**Dataset entries**
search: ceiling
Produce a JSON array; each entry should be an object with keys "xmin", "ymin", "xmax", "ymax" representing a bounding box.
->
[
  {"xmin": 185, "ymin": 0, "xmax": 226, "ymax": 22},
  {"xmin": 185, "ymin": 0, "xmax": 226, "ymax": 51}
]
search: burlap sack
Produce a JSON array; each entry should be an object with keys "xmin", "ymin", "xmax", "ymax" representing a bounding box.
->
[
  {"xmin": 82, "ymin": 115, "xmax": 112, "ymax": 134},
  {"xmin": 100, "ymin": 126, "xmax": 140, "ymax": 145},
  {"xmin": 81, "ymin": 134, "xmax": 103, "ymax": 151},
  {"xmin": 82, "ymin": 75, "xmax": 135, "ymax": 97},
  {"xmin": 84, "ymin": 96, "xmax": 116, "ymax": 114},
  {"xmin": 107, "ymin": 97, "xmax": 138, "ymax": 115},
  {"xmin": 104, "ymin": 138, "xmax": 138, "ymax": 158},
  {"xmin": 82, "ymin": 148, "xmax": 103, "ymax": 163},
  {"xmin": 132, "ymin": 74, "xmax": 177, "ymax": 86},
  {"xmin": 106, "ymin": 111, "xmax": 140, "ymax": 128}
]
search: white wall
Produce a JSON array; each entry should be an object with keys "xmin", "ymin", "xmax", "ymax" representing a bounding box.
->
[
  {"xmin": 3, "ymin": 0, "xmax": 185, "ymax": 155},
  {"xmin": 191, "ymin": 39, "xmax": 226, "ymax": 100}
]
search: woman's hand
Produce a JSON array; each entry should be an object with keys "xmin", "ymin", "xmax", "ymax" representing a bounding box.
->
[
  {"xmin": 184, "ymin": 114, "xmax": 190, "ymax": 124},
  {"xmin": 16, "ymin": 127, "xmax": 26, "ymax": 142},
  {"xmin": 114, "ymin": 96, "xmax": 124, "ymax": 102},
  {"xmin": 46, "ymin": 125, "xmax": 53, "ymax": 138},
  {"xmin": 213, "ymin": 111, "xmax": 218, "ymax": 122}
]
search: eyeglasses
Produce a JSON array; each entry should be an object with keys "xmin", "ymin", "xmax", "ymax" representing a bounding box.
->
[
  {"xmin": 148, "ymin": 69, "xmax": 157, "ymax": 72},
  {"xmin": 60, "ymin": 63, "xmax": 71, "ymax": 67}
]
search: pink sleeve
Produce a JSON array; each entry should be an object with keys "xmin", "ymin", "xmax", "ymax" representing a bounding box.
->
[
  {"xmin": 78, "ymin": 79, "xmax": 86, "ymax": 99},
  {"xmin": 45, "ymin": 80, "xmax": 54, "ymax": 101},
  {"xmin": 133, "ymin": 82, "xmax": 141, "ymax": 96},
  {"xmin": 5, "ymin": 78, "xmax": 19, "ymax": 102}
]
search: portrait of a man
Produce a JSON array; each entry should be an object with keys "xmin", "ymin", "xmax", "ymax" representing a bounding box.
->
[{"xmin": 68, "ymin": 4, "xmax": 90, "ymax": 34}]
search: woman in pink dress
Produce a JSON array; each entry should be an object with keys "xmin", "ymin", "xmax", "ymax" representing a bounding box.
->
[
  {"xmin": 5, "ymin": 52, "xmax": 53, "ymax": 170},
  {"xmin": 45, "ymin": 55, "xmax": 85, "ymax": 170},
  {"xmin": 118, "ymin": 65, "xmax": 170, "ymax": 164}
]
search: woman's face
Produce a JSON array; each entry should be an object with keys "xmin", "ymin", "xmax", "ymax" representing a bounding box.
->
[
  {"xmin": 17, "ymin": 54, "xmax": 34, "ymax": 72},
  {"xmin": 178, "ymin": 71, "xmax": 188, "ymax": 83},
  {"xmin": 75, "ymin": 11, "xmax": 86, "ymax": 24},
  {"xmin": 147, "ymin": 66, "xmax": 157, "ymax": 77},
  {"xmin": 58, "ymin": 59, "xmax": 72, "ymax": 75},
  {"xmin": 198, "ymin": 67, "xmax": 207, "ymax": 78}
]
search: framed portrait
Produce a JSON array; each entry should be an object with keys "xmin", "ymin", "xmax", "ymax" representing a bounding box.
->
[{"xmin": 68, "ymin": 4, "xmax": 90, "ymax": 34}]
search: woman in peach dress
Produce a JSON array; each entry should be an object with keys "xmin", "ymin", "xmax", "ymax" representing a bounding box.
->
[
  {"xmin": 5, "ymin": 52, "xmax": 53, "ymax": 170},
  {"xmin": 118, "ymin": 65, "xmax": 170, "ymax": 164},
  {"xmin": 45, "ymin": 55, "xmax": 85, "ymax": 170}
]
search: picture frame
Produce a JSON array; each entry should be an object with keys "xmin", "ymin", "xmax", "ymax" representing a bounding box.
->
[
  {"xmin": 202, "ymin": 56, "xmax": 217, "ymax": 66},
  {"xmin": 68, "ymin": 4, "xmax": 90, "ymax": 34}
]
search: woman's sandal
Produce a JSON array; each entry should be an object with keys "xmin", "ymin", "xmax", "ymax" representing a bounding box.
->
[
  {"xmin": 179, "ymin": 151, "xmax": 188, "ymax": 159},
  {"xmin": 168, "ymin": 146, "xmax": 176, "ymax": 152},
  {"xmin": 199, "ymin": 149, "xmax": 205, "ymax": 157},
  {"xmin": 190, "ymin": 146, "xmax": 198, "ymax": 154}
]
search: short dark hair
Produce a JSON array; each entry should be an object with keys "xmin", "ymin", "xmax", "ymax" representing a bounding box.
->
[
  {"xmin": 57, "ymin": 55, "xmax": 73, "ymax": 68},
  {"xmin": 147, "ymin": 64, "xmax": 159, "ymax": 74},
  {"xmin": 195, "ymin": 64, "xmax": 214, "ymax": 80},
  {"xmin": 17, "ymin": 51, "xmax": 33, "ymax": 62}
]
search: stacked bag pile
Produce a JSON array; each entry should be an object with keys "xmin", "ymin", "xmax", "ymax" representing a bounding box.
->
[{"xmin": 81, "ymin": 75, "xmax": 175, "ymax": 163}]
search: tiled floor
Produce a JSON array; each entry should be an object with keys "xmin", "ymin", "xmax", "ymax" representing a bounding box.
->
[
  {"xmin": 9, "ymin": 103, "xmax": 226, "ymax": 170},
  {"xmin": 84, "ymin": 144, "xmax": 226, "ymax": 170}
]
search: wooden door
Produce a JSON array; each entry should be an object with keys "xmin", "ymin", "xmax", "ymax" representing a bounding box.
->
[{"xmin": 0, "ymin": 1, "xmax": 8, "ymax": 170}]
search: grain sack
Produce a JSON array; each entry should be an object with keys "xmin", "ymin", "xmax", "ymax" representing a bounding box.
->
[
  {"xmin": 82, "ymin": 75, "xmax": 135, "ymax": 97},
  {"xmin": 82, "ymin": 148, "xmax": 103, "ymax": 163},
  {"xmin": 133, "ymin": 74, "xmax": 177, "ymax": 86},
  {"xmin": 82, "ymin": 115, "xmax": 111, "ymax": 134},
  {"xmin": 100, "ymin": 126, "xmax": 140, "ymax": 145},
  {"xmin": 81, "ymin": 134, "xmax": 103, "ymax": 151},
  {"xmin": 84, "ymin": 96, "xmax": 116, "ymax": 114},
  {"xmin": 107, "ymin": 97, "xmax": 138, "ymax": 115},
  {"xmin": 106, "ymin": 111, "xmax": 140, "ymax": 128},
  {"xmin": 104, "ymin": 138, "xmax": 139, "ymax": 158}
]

**Required task**
Show each line of the material above that contains the word "pink".

**Written solution**
search: pink sleeve
search: woman in pink dress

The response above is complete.